* [Trecho para leitura]
<<<<

Quando entrou no lotação da linha Belém Novo, na tarde de 7 de novembro, na Avenida Borges de Medeiros, na altura do Parque Marinha do Brasil, o assaltante armado foi logo gritando para os passageiros, sem disfarçar a tensão:
– Se não passar o celular, mato todo mundo.
Essa é a tônica dos roubos a ônibus e lotações na Capital nos últimos meses. O alvo principal agora, de acordo com a Força-Tarefa da Polícia Civil de combate aos roubos a coletivos, não é mais o dinheiro da viagem, mas os celulares dos passageiros. Apesar da significativa redução nesse tipo de crime desde a criação, em março, do grupo especializado – uma queda de 40,4% até outubro –, a violência nestes ataques é motivo de preocupação.
Em 27 dias, foram quatro assaltos a coletivos com pessoas feridas. No primeiro caso, em dia 21 de outubro, um motorista da linha Jardim Vila Nova foi atingido a facada no pescoço, no Cristal. Quando anunciado o roubo, ele ergueu os braços e, ainda assim, foi atacado.
– São criminosos jovens, em geral, sob o efeito de drogas e em alguns casos armados. A recomendação para que os passageiros não reajam e evitem gestos bruscos segue valendo, mas com um acréscimo importante: evite manusear o celular na parada ou dentro do coletivo – diz o titular da força-tarefa, delegado Alencar Carraro.
O suspeito do crime do dia 7 foi preso dois depois e, nesta quinta-feira, teve confirmado o indiciamento pela dupla tentativa de latrocínio. Depois de anunciar aquele roubo, o descontrole do criminoso ficou evidente com um disparo acidental para o chão.
Ele havia iniciado o assalto com a arma engatilhada. A reação de um policial civil aposentado, que era um dos passageiros, foi imediata. Entrou em luta corporal com o bandido e acabou baleado. Uma passageira, assustada pelos tiros, tentou correr do fundo para a frente do lotação. Acabou também ferida. Ambos já foram liberados pelo HPS.

>>>>

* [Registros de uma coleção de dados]

<<<<

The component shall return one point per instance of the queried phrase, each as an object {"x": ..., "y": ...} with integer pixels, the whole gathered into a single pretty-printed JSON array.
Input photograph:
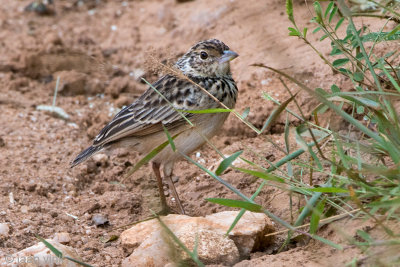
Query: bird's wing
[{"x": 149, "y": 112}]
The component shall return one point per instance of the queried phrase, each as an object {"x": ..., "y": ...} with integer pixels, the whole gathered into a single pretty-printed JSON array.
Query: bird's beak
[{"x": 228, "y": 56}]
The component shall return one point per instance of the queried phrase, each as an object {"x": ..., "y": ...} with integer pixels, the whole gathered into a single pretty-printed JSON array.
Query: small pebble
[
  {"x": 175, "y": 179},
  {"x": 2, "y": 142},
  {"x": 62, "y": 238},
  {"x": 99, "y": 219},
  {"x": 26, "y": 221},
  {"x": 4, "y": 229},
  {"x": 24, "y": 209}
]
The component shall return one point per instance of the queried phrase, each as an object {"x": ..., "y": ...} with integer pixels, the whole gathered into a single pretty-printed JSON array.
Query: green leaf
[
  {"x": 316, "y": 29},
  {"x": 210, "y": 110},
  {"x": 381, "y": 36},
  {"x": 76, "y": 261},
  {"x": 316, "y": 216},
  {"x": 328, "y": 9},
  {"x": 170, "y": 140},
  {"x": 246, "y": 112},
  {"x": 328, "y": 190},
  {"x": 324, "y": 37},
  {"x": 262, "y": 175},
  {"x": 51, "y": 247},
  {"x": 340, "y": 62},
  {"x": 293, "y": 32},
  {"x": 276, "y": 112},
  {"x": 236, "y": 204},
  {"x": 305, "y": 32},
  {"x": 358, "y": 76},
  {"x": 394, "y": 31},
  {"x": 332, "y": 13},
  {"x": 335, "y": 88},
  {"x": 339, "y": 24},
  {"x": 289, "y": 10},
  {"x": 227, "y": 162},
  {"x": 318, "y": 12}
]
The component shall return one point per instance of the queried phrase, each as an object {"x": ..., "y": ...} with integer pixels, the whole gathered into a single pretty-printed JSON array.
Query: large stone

>>>>

* [Problema A] Reproduza, por favor, todos os registros da coleção de dados tal como aparecem, do primeiro ao último, deixando as imagens de fora da resposta.
* [Problema B] Dê continuidade à reportagem sobre os assaltos a ônibus e lotações na Capital, começando logo após a última frase apresentada.

* [Resposta A]
The component shall return one point per instance of the queried phrase, each as an object {"x": ..., "y": ...} with integer pixels, the whole gathered into a single pretty-printed JSON array.
Input photograph:
Query: bird's wing
[{"x": 149, "y": 112}]
The component shall return one point per instance of the queried phrase, each as an object {"x": ..., "y": ...} with integer pixels, the whole gathered into a single pretty-printed JSON array.
Query: bird's beak
[{"x": 228, "y": 56}]
The component shall return one point per instance of the queried phrase, each as an object {"x": ..., "y": ...} with integer pixels, the whole gathered into a single pretty-printed JSON array.
Query: small pebble
[
  {"x": 175, "y": 179},
  {"x": 2, "y": 142},
  {"x": 62, "y": 238},
  {"x": 99, "y": 219},
  {"x": 26, "y": 221},
  {"x": 4, "y": 229},
  {"x": 24, "y": 209}
]
The component shall return one point per instance of the queried phrase, each as an object {"x": ..., "y": ...} with integer pixels, the whole gathered into a single pretty-printed JSON array.
Query: green leaf
[
  {"x": 316, "y": 29},
  {"x": 210, "y": 110},
  {"x": 381, "y": 36},
  {"x": 76, "y": 261},
  {"x": 316, "y": 216},
  {"x": 328, "y": 9},
  {"x": 170, "y": 140},
  {"x": 246, "y": 112},
  {"x": 328, "y": 190},
  {"x": 324, "y": 37},
  {"x": 262, "y": 175},
  {"x": 51, "y": 247},
  {"x": 340, "y": 62},
  {"x": 293, "y": 32},
  {"x": 276, "y": 112},
  {"x": 236, "y": 204},
  {"x": 305, "y": 32},
  {"x": 358, "y": 76},
  {"x": 394, "y": 31},
  {"x": 332, "y": 13},
  {"x": 335, "y": 88},
  {"x": 339, "y": 24},
  {"x": 289, "y": 10},
  {"x": 227, "y": 162},
  {"x": 318, "y": 12}
]
The component shall return one point per instance of the queried phrase, each as an object {"x": ..., "y": ...} with integer pixels, the whole gathered into a single pretty-printed JSON array.
Query: large stone

* [Resposta B]
O primeiro caso deixou, no dia 21 de outubro, um motorista da linha Jardim Vila Nova ferido a facada no pescoço ao ser atacado na Avenida Chuí, no bairro Cristal, também na zona sul da Capital. Conforme a apuração da polícia, ele não reagiu. Ao ser anunciado o roubo, o motorista ergueu os braços e ainda assim foi atacado pelo criminoso.
Na quarta-feira, a série de casos que poderiam virar tragédias foi completada por disparos dentro de uma lotação da linha Humaitá, na Avenida Farrapos, área central de Porto Alegre.
– Esses episódios são atípicos, mas nos assustam muito. Parece que agora o criminoso não se contenta só em roubar, precisa machucar – desabafa o gerente executivo da Associação de Transportadores de Lotação (ATL), Rogério Lago.
Nesta quinta-feira, um policial à paisana atirou em um assaltante dentro de um ônibus da linha 271 Amapá. Conforme a Brigada Militar, dois homens embarcaram no coletivo e anunciaram o assalto nas proximidades da Avenida Nonoai, no bairro Teresópolis.
Um a cada quatro roubos ao transporte coletivo na Capital acontece em lotações.
Previna-se
Em caso de assalto:
– Não reaja
– Evite movimentos bruscos
– Não manuseie o celular
– Se houve tiroteio, não corra. Você pode estar indo em direção ao tiro
– O melhor é se abaixar ou tentar abrigo
– Evite sentar muito perto da saída ou da entrada do coletivo
– A possibilidade de ser alvo de um roubo oportunista é maior
Denuncie
– Para informações que possam ajudar a polícia em investigações, denuncie anonimamente pelo 197, 3288-8528 ou pelo 98418-7814 (whatsapp)
Os celulares
Em um dia de feira no Largo da Epatur, no mês passado, os agentes da força-tarefa surpreenderam um jovem. O abordaram e exigiram que entregasse o celular. Tinham um mandado de busca do aparelho ordenado pela Justiça. Aquele equipamento havia sido levado num roubo a ônibus na Capital, repassado a atravessadores no Centro e vendido a esse jovem. O rapaz acabou indiciado por receptação.
– Tem virado prática da investigação. Identificamos os aparelhos roubados, solicitamos a interceptação telefônica e aí conseguimos chegar a quem habilitou aquele aparelho novamente – explica o delegado Alencar Carraro.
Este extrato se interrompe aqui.